#### Objective:
Repeat word for word the stretch of rows from the line containing "I bet you can't find grassy field in here." through the line containing "[78,382,119,488]", including both of those lines.

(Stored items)
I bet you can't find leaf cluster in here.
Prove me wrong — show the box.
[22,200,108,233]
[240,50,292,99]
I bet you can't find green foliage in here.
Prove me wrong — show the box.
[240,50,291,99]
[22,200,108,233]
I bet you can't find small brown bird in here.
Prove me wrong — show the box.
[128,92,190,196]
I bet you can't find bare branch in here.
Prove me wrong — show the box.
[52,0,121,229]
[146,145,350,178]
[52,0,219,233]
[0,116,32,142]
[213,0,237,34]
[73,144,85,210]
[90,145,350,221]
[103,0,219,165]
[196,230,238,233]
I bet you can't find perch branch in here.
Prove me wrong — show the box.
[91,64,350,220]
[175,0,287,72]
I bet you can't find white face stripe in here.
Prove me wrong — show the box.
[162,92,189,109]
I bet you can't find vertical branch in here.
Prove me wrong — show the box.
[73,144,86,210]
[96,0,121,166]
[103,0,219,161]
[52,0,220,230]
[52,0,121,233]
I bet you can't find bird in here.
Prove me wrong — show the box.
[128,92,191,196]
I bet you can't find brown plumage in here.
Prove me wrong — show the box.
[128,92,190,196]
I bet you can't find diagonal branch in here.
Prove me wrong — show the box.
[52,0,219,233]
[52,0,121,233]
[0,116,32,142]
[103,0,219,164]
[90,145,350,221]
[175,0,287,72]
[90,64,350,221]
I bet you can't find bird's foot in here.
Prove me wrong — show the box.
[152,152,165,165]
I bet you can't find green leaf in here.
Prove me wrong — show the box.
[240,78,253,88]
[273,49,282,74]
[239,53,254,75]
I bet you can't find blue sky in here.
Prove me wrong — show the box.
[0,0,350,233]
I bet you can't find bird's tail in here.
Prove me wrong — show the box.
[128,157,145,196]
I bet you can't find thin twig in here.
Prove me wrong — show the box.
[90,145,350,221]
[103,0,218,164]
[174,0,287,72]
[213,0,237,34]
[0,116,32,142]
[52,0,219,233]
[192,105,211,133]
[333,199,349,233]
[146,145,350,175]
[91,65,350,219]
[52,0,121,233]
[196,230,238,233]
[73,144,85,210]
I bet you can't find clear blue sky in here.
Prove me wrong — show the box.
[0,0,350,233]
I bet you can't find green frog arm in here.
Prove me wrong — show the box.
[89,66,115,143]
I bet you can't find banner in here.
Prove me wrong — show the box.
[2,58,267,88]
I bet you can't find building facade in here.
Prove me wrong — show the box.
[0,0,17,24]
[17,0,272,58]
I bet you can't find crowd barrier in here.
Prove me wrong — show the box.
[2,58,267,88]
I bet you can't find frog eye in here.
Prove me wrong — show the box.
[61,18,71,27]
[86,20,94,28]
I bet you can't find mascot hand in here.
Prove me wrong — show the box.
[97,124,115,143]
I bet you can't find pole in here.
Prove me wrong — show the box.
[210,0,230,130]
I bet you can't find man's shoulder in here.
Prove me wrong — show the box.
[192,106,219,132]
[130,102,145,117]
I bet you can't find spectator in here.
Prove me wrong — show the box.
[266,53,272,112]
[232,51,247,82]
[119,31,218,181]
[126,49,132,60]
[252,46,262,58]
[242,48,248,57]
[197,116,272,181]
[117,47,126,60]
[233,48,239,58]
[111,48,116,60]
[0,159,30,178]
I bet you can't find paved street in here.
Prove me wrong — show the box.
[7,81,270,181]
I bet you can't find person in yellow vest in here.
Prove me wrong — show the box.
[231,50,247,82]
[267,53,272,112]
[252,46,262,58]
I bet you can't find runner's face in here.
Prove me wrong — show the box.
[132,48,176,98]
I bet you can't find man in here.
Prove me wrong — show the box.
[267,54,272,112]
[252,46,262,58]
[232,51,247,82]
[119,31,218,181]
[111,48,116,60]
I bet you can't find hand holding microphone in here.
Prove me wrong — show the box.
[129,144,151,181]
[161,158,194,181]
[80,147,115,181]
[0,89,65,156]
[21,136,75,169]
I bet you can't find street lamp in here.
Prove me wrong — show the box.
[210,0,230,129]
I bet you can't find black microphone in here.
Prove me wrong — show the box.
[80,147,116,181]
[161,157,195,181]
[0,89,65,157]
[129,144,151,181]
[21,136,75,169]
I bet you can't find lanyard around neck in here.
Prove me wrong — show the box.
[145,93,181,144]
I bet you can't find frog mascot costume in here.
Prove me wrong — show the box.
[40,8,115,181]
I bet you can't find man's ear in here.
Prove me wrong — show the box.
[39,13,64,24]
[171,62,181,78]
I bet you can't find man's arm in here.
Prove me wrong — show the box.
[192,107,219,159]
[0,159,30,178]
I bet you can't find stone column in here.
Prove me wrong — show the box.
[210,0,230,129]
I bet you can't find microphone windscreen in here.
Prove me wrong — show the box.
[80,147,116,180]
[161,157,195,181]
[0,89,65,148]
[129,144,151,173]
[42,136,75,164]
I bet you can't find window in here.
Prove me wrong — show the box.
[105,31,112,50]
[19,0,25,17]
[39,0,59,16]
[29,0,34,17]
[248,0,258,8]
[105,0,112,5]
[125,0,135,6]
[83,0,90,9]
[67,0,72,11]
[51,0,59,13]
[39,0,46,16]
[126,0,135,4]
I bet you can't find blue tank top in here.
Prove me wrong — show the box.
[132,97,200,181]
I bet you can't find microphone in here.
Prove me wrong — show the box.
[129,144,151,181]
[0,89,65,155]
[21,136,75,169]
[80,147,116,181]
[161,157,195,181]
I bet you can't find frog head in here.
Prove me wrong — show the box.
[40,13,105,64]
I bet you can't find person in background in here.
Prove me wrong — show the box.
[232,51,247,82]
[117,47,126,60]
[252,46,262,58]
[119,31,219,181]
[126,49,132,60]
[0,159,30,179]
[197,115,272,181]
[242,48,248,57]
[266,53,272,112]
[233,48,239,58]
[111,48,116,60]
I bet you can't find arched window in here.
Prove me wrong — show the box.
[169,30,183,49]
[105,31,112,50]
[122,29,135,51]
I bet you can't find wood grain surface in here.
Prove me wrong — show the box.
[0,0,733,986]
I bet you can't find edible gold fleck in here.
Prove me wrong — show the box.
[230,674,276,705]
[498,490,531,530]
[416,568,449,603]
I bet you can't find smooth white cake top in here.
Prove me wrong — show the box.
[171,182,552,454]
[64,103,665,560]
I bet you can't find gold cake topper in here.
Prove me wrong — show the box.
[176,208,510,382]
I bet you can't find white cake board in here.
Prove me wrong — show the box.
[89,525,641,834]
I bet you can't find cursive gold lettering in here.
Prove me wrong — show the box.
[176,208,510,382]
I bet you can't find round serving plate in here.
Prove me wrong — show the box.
...
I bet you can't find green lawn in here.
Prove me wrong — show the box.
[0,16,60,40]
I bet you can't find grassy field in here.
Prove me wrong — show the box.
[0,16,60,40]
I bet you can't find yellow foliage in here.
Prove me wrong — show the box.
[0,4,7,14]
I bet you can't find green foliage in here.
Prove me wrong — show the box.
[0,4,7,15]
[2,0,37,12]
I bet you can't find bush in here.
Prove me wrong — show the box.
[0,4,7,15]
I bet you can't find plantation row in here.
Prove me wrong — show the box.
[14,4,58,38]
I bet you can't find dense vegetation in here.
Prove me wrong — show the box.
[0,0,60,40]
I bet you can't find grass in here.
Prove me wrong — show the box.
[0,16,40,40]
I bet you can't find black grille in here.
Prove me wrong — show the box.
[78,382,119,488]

#### The output:
I bet you can't find grassy field in here.
Prove me wrong — show the box.
[0,16,60,40]
I bet you can't find yellow foliage in here.
Prove me wrong — show the box.
[0,4,7,14]
I bet you can't find green foliage in here.
Prove me wrong — show the box.
[0,4,7,15]
[2,0,37,12]
I bet you can't find bush in here.
Prove me wrong — show the box.
[0,4,7,15]
I bet you can't find plantation row in here.
Prove me wrong — show the box.
[14,4,58,38]
I bet you can't find dense vegetation in here.
Prove me wrong — show the box.
[0,0,60,40]
I bet you can't find grass in here.
Prove me wrong — show the box.
[0,16,40,40]
I bet you can't find black grille in here.
Prove me wrong — show the box.
[78,382,119,488]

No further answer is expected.